** BEGIN **

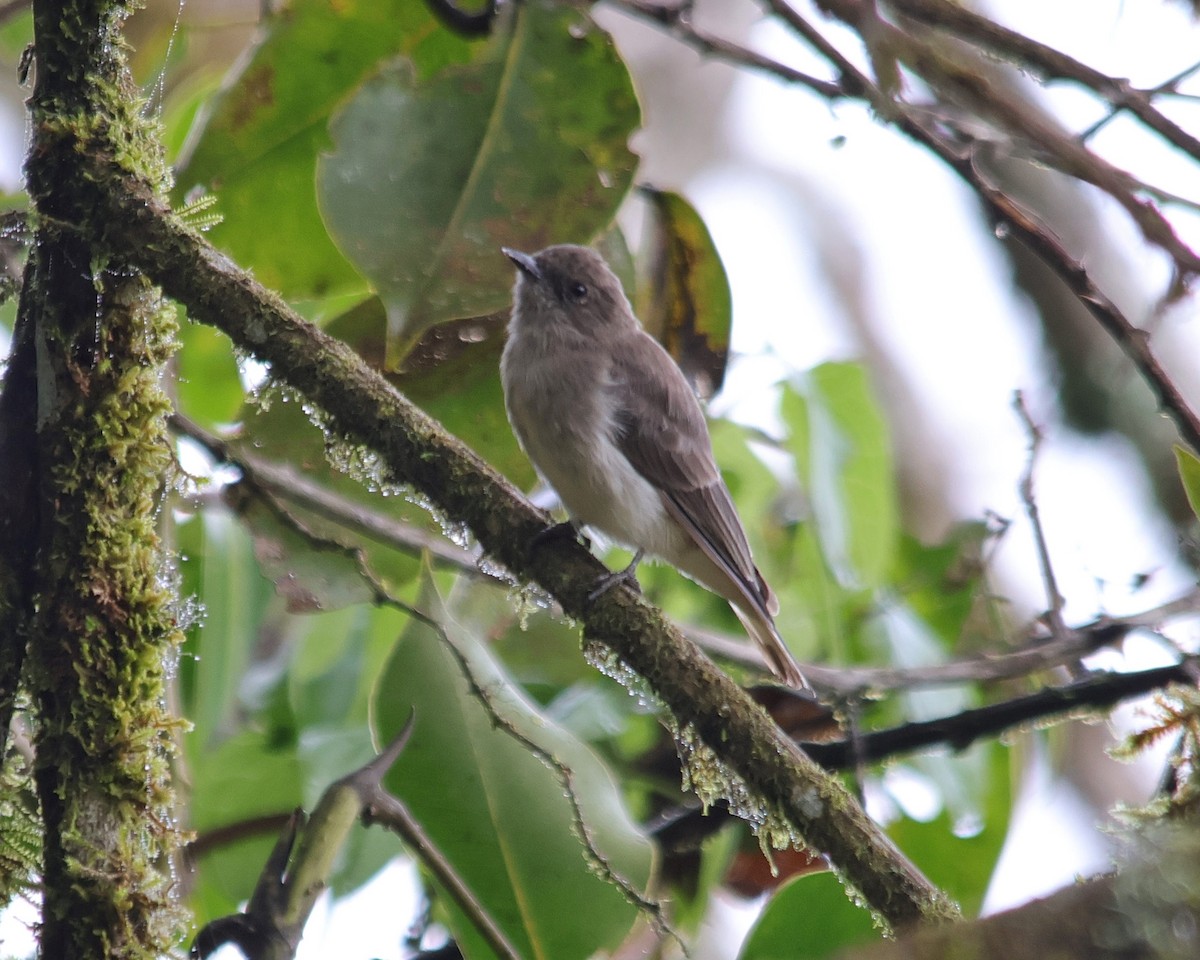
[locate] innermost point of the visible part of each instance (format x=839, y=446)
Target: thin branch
x=1055, y=601
x=1092, y=695
x=1009, y=219
x=1041, y=654
x=675, y=21
x=1051, y=64
x=287, y=484
x=975, y=89
x=381, y=807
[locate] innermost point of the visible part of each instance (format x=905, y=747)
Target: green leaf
x=220, y=568
x=809, y=917
x=1189, y=473
x=244, y=779
x=840, y=442
x=209, y=387
x=496, y=810
x=258, y=149
x=685, y=304
x=959, y=849
x=431, y=174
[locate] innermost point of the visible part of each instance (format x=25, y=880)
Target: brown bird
x=610, y=421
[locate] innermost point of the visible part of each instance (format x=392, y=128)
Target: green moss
x=105, y=624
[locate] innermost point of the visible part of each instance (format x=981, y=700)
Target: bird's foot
x=627, y=576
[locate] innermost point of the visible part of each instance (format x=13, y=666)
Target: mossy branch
x=363, y=408
x=94, y=606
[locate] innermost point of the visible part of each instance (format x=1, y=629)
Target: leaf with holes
x=431, y=175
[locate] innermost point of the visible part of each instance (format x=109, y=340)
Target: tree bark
x=99, y=599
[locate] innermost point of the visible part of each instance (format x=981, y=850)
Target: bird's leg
x=565, y=531
x=629, y=575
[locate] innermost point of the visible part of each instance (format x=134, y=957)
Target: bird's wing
x=661, y=431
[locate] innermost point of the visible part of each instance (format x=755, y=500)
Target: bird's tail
x=762, y=630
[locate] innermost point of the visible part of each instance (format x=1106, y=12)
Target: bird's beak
x=526, y=264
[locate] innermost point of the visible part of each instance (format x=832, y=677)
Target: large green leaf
x=840, y=441
x=497, y=811
x=687, y=304
x=258, y=147
x=219, y=567
x=1189, y=474
x=809, y=917
x=431, y=174
x=244, y=779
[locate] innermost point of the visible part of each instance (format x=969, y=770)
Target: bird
x=610, y=421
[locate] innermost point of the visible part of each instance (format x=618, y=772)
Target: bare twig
x=1055, y=601
x=1051, y=64
x=1009, y=219
x=381, y=807
x=676, y=21
x=1093, y=694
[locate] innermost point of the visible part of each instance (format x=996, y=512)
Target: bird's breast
x=565, y=418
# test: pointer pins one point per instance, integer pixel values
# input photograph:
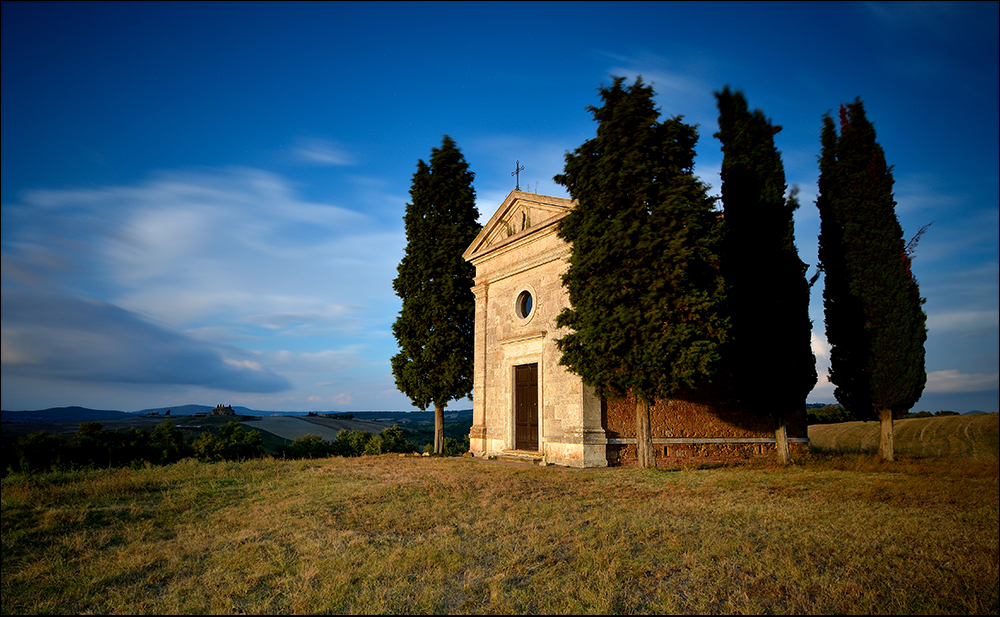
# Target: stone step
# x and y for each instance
(523, 456)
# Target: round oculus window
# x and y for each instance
(524, 304)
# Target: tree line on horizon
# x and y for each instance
(93, 447)
(667, 295)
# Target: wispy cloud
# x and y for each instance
(155, 283)
(320, 152)
(54, 337)
(955, 381)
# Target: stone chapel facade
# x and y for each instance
(526, 405)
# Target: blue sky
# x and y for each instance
(203, 203)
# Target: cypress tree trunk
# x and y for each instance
(781, 441)
(438, 429)
(886, 446)
(644, 435)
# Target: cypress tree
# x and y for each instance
(770, 352)
(643, 278)
(436, 325)
(875, 322)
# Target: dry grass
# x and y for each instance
(836, 534)
(970, 438)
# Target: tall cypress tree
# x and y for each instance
(770, 353)
(643, 280)
(435, 328)
(875, 322)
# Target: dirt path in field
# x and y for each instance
(294, 427)
(971, 437)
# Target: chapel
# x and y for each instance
(528, 406)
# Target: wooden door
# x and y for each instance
(526, 407)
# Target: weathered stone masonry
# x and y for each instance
(519, 263)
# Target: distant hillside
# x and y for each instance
(82, 414)
(64, 414)
(973, 436)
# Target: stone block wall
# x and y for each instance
(702, 426)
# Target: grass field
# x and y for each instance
(838, 533)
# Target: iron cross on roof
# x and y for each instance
(518, 168)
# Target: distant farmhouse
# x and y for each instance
(223, 411)
(528, 406)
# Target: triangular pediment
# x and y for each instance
(519, 215)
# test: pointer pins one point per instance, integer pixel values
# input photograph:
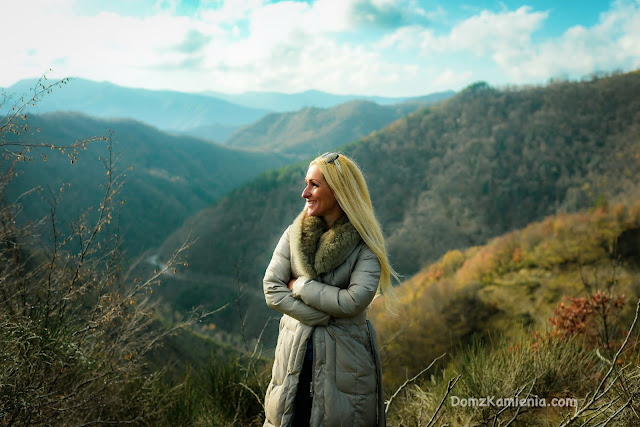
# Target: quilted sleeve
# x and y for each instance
(348, 302)
(278, 295)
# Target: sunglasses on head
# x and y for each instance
(331, 157)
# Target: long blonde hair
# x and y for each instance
(350, 189)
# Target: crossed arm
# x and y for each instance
(313, 302)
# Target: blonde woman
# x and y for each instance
(326, 269)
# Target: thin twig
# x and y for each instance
(452, 383)
(407, 382)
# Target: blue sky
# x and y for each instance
(372, 47)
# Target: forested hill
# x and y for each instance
(166, 110)
(168, 178)
(312, 131)
(451, 176)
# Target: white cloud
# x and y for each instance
(368, 46)
(613, 42)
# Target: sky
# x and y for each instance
(366, 47)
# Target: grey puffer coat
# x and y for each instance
(336, 279)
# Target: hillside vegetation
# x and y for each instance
(538, 312)
(454, 175)
(283, 102)
(511, 283)
(311, 131)
(168, 178)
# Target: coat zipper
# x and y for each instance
(313, 368)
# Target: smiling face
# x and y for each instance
(320, 198)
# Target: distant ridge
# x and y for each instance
(172, 177)
(284, 102)
(166, 110)
(450, 176)
(312, 130)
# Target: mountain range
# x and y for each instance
(314, 130)
(212, 116)
(283, 102)
(450, 176)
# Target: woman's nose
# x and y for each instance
(306, 193)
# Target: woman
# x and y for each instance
(325, 271)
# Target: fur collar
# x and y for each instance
(320, 249)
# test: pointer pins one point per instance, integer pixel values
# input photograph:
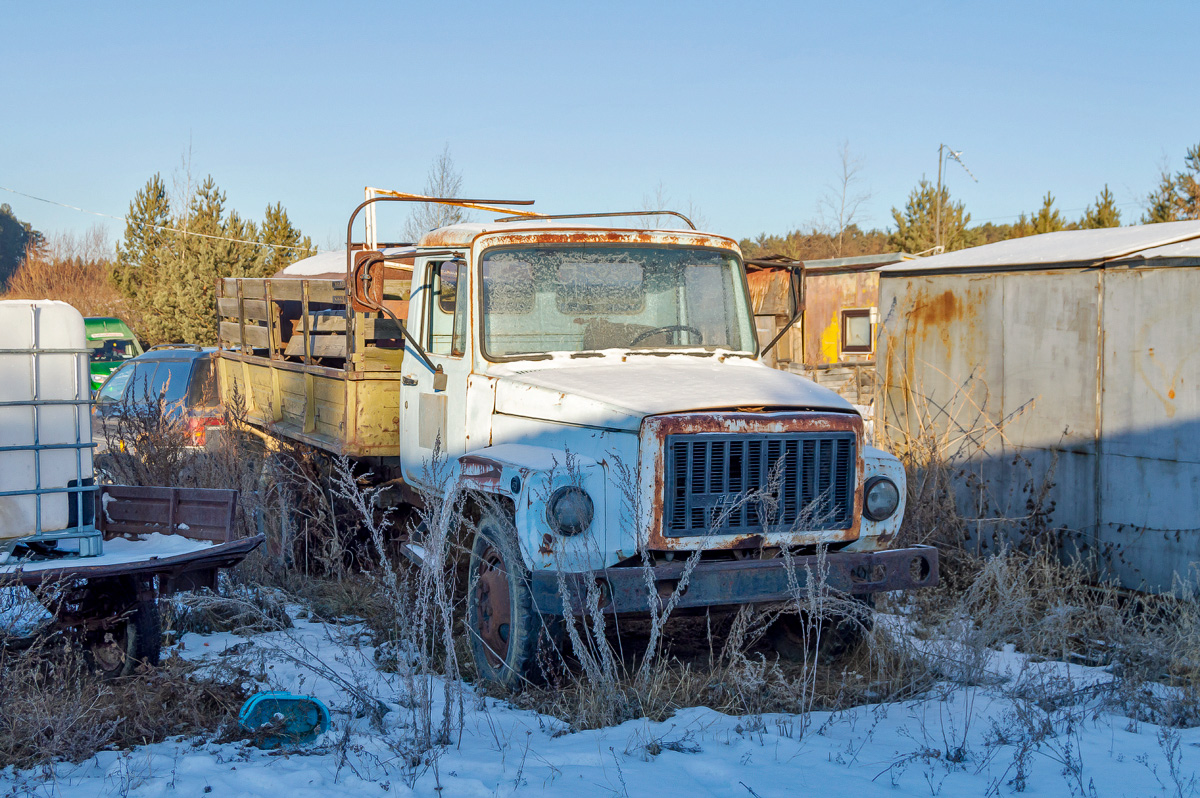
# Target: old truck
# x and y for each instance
(600, 389)
(96, 556)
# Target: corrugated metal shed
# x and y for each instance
(1074, 354)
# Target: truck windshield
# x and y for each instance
(591, 298)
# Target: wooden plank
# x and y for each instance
(319, 346)
(382, 328)
(252, 287)
(192, 513)
(257, 310)
(329, 292)
(327, 323)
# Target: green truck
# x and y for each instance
(111, 342)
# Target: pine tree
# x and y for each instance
(1187, 185)
(1103, 213)
(279, 232)
(145, 253)
(171, 274)
(1048, 219)
(16, 237)
(915, 226)
(1161, 204)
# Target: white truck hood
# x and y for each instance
(621, 395)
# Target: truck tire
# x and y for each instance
(792, 637)
(136, 639)
(504, 629)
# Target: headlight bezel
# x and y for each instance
(585, 511)
(871, 484)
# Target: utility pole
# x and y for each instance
(937, 201)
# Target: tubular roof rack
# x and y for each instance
(629, 213)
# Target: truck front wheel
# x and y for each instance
(133, 639)
(504, 629)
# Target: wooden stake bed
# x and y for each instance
(310, 367)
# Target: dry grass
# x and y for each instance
(75, 269)
(53, 708)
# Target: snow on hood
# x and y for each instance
(618, 396)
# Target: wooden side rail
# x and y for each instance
(199, 514)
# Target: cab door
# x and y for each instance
(435, 417)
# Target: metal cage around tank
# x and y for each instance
(78, 491)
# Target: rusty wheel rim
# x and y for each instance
(108, 652)
(493, 606)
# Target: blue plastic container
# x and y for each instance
(283, 718)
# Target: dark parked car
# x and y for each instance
(183, 376)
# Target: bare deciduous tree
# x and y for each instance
(444, 180)
(838, 208)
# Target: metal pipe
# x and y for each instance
(605, 215)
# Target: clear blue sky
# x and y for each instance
(738, 107)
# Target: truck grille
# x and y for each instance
(723, 483)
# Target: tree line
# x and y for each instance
(1175, 198)
(162, 279)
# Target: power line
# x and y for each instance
(157, 227)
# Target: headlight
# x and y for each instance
(569, 510)
(881, 497)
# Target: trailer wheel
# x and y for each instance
(504, 629)
(136, 637)
(796, 639)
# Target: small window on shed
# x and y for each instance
(856, 331)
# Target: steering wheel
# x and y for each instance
(669, 328)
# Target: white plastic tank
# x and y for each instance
(45, 424)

** END **

Problem to work on ▸ Copy all of the material above line for line without any changes. Leave the pictures out.

Answer to this problem ▸
[locate] innermost point of the visible part of each instance (format x=839, y=446)
Target: thin branch
x=1055, y=601
x=1092, y=695
x=1009, y=219
x=1041, y=654
x=675, y=21
x=1051, y=64
x=287, y=484
x=975, y=89
x=381, y=807
[locate] innermost point of the visible part of each instance (format x=905, y=747)
Target: green leaf
x=220, y=568
x=809, y=917
x=1189, y=473
x=244, y=779
x=840, y=442
x=209, y=387
x=496, y=810
x=258, y=149
x=685, y=304
x=959, y=849
x=431, y=174
[locate] innermost point of the visible part of each instance (format x=25, y=880)
Target: brown bird
x=610, y=421
[locate] innermost point of the visible part of each instance (format x=392, y=128)
Target: green moss
x=105, y=624
[locate] innermost point of the visible part of each instance (format x=981, y=700)
Target: bird's foot
x=627, y=576
[locate] innermost point of the visible part of each instance (format x=13, y=666)
Target: mossy branch
x=363, y=408
x=94, y=606
[locate] innermost point of the visible part of each instance (format x=1, y=629)
Target: leaf with holes
x=431, y=175
[locate] innermost point of the visible part of each instance (format x=109, y=340)
Target: tree bark
x=99, y=599
[locate] innermost point of the visible part of each instance (format x=981, y=850)
Target: bird's leg
x=565, y=531
x=629, y=575
[locate] innermost point of the visible part of each instance (format x=134, y=957)
Target: bird's wing
x=661, y=431
[locate] innermost point of the visible part of each instance (format x=755, y=500)
Target: bird's tail
x=762, y=630
[locate] innermost point of the visible part of each instance (format x=1106, y=12)
Target: bird's beak
x=526, y=264
[locate] innermost point of the visible part of each instance (format x=832, y=677)
Target: large green leaf
x=840, y=441
x=497, y=811
x=687, y=304
x=258, y=147
x=219, y=567
x=1189, y=474
x=809, y=917
x=431, y=174
x=244, y=779
[locate] innermost point of the visible part of each instance (format x=969, y=770)
Target: bird
x=610, y=421
[locate] innermost point of the visible part of each instance (format x=618, y=772)
Target: bare twig
x=1055, y=601
x=1051, y=64
x=1009, y=219
x=381, y=807
x=676, y=21
x=1093, y=694
[locate] innermost point of the visible part of each instance (format x=996, y=512)
Target: bird's breast
x=565, y=418
# test: pointer pins one point per instance, integer pixel values
# input photograph:
# Target: stone step
# x and y for each instance
(523, 456)
# Target: round oculus window
# x and y for each instance
(524, 304)
# Target: tree line on horizon
# x and y for each instance
(93, 447)
(667, 295)
# Target: wispy cloud
# x and y for each instance
(155, 283)
(320, 152)
(54, 337)
(955, 381)
# Target: stone chapel facade
# x and y for each instance
(526, 405)
# Target: blue sky
# x and y for each instance
(203, 203)
# Target: cypress tree trunk
# x and y for each instance
(781, 441)
(438, 429)
(886, 446)
(644, 435)
# Target: cypress tree
# x and y for each instance
(770, 352)
(643, 278)
(436, 325)
(875, 322)
# Target: dry grass
# x and y for each instance
(836, 534)
(970, 438)
# Target: tall cypress tree
# x and y for each instance
(770, 353)
(643, 280)
(435, 328)
(875, 322)
# Target: dirt path in field
# x and y for each instance
(294, 427)
(971, 437)
# Target: chapel
# x and y for each instance
(528, 406)
# Target: wooden door
# x and y for each instance
(526, 407)
# Target: weathered stone masonry
# x and y for each instance
(519, 263)
# Target: distant hillside
# x and y for each instance
(82, 414)
(64, 414)
(973, 436)
# Target: stone block wall
# x and y for each instance
(702, 426)
# Target: grass field
# x and y for each instance
(838, 533)
# Target: iron cross on roof
# x and y for each instance
(518, 168)
# Target: distant farmhouse
# x and y for each instance
(223, 411)
(528, 406)
# Target: triangular pediment
# x and y for each instance
(519, 215)
# test: pointer pins one point per instance, integer pixel values
# input photograph:
# Target: quilted sleeve
# x and y for each instance
(348, 302)
(278, 295)
# Target: sunglasses on head
# x and y for each instance
(331, 157)
# Target: long blonde hair
# x and y for each instance
(350, 189)
# Target: crossed arm
# x and y for each instance
(313, 302)
# Target: blonde woman
# x and y for each instance
(326, 269)
# Target: thin twig
# x and y for each instance
(452, 383)
(407, 382)
# Target: blue sky
# x and y for each instance
(372, 47)
# Target: forested hill
# x and y for each instance
(166, 110)
(168, 178)
(312, 131)
(451, 176)
# Target: white cloud
# x and y for each instance
(368, 46)
(613, 42)
# Target: sky
# x and y for each instance
(366, 47)
# Target: grey puffer coat
# x and y for each instance
(336, 279)
# Target: hillside vegetation
# x and y for each instance
(538, 312)
(454, 175)
(283, 102)
(511, 283)
(311, 131)
(168, 178)
# Target: coat zipper
# x and y for each instance
(313, 368)
# Target: smiling face
# x and y for each instance
(320, 198)
# Target: distant ridge
# x and y for each instance
(172, 177)
(284, 102)
(166, 110)
(450, 176)
(312, 130)
# Target: mountain range
# x and y for each instance
(314, 130)
(212, 116)
(283, 102)
(450, 176)
# Target: woman's nose
# x and y for each instance
(306, 193)
# Target: woman
# x and y for each instance
(325, 271)
# Target: fur collar
# x and y for each instance
(320, 249)
# test: pointer pins one point per instance, integer pixel values
# input photograph:
# Target: old truck
# x and y for each instance
(600, 389)
(96, 556)
# Target: corrugated metal shed
# x and y for each instance
(1074, 354)
# Target: truck windshield
# x and y for each instance
(591, 298)
# Target: wooden plank
# x and y for each instance
(319, 346)
(382, 328)
(252, 287)
(192, 513)
(257, 310)
(329, 292)
(327, 323)
# Target: green truck
# x and y for each instance
(111, 342)
# Target: pine tree
# x and y for each instance
(1187, 185)
(1103, 213)
(279, 232)
(145, 253)
(171, 274)
(1048, 219)
(16, 237)
(915, 226)
(1161, 204)
# Target: white truck hood
# x and y for each instance
(621, 395)
# Target: truck tire
# x and y for each instance
(792, 637)
(136, 639)
(504, 629)
# Target: headlight bezel
# x and y for each instance
(585, 511)
(871, 484)
# Target: utility pole
# x and y for each instance
(937, 201)
# Target: tubular roof rack
# x and y for each instance
(629, 213)
# Target: truck front wheel
# x and y for each instance
(133, 639)
(504, 629)
# Target: wooden stake bed
# x and y for each instance
(310, 367)
# Target: dry grass
# x and y for each instance
(75, 269)
(53, 708)
# Target: snow on hood
# x and y for each instance
(618, 396)
# Target: wooden side rail
# x and y for each instance
(199, 514)
# Target: cab door
# x and y for each instance
(435, 417)
# Target: metal cage around tank
# x and y for each instance
(78, 491)
# Target: rusty wheel rim
# x and y for each instance
(108, 652)
(493, 606)
# Target: blue plastic container
# x and y for each instance
(283, 718)
# Target: dark parked car
# x and y for each instance
(183, 376)
# Target: bare deciduous tree
# x and y for each instance
(444, 180)
(838, 208)
# Target: metal pipe
# x and y for each instance
(605, 215)
# Target: clear blue sky
# x and y for each instance
(738, 107)
# Target: truck grille
# x and y for each instance
(723, 483)
# Target: tree line
# x and y for each instance
(1175, 198)
(162, 279)
# Target: power line
# x and y for each instance
(157, 227)
# Target: headlight
# x and y for each instance
(569, 510)
(881, 497)
# Target: trailer wheel
# x and y for each instance
(504, 629)
(136, 637)
(796, 639)
# Target: small window on shed
# x and y for each instance
(856, 331)
# Target: steering wheel
# x and y for each instance
(669, 328)
# Target: white plastic tank
# x and y for each instance
(45, 424)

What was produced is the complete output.